• _WHAT YOU HAVE TO DO_
Repeat verbatim the text from the first line of the entries through the line containing "top-left (0, 0), bottom-right (588, 278)", with both of those lines included.
*** GIVEN RECORDS ***
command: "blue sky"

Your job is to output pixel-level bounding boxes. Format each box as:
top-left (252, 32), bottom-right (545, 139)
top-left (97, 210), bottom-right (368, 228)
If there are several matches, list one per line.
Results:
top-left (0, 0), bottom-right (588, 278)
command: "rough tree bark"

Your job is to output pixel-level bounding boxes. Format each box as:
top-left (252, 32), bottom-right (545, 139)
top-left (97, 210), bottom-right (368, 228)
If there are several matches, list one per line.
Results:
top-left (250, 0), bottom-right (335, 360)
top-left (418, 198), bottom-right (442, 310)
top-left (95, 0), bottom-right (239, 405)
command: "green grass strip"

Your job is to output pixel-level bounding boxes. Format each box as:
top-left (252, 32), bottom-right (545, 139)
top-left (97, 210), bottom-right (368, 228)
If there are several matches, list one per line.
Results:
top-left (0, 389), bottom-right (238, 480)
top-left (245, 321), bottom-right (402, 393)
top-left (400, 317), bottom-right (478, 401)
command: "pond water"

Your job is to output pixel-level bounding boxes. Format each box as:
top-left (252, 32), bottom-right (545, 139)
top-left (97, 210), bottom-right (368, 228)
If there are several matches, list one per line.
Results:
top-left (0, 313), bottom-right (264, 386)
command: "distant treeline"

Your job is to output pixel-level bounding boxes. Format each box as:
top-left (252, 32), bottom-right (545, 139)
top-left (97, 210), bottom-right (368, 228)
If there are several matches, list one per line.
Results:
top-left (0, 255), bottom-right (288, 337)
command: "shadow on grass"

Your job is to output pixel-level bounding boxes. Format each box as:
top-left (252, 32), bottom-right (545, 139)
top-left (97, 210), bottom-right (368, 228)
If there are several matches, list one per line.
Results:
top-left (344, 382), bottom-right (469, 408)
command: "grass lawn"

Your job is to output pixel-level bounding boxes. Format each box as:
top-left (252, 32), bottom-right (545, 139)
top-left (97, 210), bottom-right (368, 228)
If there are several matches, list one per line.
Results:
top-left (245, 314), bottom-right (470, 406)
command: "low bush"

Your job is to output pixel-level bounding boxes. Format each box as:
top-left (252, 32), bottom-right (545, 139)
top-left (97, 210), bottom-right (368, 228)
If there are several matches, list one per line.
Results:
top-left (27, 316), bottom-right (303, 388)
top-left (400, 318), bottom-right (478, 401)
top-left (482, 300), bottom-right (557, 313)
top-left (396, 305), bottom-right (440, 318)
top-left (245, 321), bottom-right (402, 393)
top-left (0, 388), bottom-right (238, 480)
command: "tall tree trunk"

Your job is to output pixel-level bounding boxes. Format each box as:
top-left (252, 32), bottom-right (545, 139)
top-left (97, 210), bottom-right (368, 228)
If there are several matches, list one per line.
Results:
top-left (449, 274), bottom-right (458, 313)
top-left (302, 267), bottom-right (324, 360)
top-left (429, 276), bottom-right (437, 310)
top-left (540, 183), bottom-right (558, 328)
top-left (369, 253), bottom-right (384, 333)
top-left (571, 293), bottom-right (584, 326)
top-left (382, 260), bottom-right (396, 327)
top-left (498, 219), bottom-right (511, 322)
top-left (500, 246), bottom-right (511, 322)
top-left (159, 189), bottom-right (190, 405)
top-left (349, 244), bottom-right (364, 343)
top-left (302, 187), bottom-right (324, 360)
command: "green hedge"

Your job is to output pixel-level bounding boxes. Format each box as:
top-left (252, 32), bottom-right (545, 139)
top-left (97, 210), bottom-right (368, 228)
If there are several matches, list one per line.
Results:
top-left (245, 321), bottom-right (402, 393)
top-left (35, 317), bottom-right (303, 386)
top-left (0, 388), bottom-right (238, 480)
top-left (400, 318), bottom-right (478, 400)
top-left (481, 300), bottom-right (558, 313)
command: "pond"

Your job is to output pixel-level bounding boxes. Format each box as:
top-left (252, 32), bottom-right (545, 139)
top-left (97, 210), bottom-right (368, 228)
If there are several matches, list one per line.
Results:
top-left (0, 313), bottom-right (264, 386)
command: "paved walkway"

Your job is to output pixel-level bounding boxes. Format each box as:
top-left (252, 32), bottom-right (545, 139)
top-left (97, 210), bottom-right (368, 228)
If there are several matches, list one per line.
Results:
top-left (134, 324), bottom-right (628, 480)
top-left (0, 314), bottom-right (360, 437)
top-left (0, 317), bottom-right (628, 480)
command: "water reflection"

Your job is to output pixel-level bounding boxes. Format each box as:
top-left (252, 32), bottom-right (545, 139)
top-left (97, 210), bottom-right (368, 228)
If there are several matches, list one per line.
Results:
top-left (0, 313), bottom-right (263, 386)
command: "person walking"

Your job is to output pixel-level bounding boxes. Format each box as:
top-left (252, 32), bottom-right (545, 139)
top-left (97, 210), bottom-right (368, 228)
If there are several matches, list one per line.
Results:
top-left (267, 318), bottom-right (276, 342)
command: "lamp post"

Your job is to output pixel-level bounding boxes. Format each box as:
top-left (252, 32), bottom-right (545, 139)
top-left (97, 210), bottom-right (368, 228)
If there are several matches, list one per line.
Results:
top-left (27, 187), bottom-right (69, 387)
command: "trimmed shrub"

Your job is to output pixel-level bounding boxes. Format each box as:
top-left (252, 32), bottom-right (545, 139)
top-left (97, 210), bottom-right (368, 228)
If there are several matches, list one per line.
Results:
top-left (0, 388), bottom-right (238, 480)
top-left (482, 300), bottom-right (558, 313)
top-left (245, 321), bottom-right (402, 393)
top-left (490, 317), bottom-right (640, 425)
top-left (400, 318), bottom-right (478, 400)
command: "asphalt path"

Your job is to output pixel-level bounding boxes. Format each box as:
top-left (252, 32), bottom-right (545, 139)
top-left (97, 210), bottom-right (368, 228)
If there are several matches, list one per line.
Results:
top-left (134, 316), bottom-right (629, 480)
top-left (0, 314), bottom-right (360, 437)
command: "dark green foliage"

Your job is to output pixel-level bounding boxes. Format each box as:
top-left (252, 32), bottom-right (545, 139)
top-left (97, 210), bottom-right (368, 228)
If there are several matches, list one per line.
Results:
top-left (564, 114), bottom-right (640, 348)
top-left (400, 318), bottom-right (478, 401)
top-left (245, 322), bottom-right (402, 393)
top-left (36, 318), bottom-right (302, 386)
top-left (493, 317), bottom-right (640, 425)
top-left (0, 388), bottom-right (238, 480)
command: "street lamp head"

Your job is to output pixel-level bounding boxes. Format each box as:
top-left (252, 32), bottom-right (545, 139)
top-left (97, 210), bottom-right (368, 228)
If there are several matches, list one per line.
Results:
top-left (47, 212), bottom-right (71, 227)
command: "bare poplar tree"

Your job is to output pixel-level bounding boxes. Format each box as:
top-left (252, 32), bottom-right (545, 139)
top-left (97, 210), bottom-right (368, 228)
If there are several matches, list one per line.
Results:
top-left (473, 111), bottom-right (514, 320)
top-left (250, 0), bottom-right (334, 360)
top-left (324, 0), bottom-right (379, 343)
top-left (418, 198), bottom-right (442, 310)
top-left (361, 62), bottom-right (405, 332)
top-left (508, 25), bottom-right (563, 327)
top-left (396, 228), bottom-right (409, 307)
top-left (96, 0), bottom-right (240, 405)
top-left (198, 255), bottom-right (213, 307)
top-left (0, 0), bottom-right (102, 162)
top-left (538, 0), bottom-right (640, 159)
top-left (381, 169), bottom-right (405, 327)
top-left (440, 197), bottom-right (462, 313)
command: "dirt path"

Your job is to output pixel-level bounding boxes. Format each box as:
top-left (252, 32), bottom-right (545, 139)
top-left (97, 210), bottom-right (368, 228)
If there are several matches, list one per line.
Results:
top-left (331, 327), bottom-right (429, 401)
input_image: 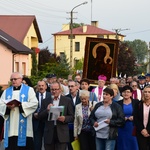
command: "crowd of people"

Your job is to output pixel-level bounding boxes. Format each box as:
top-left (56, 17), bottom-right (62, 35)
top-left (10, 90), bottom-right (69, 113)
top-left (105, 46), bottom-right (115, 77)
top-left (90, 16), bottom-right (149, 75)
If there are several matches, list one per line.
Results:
top-left (0, 72), bottom-right (150, 150)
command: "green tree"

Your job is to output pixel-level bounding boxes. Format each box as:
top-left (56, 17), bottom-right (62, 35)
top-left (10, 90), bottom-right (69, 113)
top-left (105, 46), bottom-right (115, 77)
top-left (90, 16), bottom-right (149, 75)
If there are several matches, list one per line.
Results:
top-left (117, 43), bottom-right (136, 76)
top-left (31, 48), bottom-right (38, 76)
top-left (125, 40), bottom-right (148, 64)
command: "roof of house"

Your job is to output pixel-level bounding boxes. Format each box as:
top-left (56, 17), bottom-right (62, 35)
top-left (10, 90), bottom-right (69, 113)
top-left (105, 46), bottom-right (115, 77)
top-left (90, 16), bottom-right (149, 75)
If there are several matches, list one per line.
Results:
top-left (0, 30), bottom-right (33, 54)
top-left (53, 25), bottom-right (123, 36)
top-left (0, 15), bottom-right (43, 43)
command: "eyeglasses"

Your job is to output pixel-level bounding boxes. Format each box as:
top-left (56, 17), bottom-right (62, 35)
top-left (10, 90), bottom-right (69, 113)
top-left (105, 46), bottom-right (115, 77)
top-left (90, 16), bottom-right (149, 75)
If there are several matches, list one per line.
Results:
top-left (132, 85), bottom-right (137, 87)
top-left (68, 85), bottom-right (75, 88)
top-left (122, 91), bottom-right (131, 94)
top-left (10, 78), bottom-right (20, 81)
top-left (51, 89), bottom-right (59, 91)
***
• _RESULT FOR THIS EXERCISE_
command: "blue sky"

Your job is to output pixel-level bounding boxes. Format each box as:
top-left (252, 32), bottom-right (545, 139)
top-left (97, 210), bottom-right (368, 228)
If there are several matches, list one per line.
Results:
top-left (0, 0), bottom-right (588, 278)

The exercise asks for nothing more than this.